:: Page text ::
Gaining root access to a GKE worker node allows that user to view all secrets attached to pods running on that node. Those secrets may include tokens that belong to service accounts which have elevated permissions to the Kubernetes API. With that token, that user can access the Kubernetes API as that service account. If that service account has permissions to modify Role-Based Access Control or to view all secrets, that commonly equates to full cluster access (aka "cluster admin"). As "cluster admin" has full control of the Kubernetes API, that equates to root on all worker nodes.

Cluster Settings

For a full list of cluster configuration level items, the google_container_cluster terraform provider documentation is a fantastic resource for a list of each setting and its purpose. The list below aims to cover the availability and security-related items with additional supporting guidance:

  • Location - The region ("us-central1") or zone ("us-central1-a") where the cluster will be located. Clusters cannot span multiple regions. If a region is specified, the control plane will have an instance in each of the three zones. If a zone is specified, the control plane will have a single instance in that zone only.
:::
:: Provided material ::
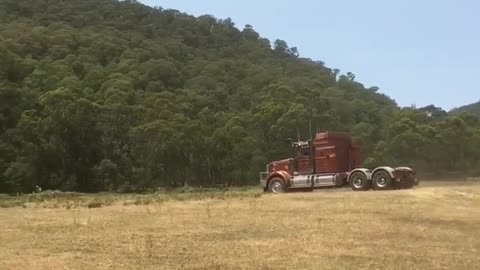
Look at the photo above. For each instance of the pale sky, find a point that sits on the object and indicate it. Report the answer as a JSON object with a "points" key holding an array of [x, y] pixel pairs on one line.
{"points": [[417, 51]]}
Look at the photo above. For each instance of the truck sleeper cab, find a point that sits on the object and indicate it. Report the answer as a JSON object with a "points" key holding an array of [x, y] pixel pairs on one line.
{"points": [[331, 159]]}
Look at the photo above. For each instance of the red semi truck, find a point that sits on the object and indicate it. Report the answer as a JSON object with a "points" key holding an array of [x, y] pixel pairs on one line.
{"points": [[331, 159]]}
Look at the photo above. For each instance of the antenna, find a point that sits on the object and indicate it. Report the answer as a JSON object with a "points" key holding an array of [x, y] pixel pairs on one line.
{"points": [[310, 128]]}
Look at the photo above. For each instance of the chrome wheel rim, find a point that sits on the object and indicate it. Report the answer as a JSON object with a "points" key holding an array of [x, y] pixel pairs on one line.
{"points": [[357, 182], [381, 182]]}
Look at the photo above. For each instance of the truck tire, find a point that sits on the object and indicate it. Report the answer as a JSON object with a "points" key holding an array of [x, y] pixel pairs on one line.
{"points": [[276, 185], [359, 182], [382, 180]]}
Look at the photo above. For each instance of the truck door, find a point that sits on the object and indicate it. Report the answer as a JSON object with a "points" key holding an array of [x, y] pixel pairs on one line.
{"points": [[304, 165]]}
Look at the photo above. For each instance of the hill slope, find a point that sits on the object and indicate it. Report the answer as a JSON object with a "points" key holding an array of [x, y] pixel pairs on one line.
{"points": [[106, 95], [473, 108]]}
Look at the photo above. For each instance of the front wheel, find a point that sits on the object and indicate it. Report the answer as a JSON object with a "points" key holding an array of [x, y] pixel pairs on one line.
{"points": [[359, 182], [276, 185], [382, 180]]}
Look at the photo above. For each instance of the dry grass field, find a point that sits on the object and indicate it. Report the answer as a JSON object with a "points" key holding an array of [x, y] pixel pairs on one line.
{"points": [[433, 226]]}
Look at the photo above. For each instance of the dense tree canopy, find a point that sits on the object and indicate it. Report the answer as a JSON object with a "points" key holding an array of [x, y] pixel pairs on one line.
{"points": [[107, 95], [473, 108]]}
:::
• _To be done_:
A – According to the page text, how many control plane instances does a cluster get when a region is specified as its location?
B – Please rewrite the page text from "For a full list" up to and including "that zone only.", renaming "control plane" to "master" throughout.

• _The results_:
A – One instance in each of the three zones.

B –
For a full list of cluster configuration level items, the google_container_cluster terraform provider documentation is a fantastic resource for a list of each setting and its purpose. The list below aims to cover the availability and security-related items with additional supporting guidance:

  • Location - The region ("us-central1") or zone ("us-central1-a") where the cluster will be located. Clusters cannot span multiple regions. If a region is specified, the master will have an instance in each of the three zones. If a zone is specified, the master will have a single instance in that zone only.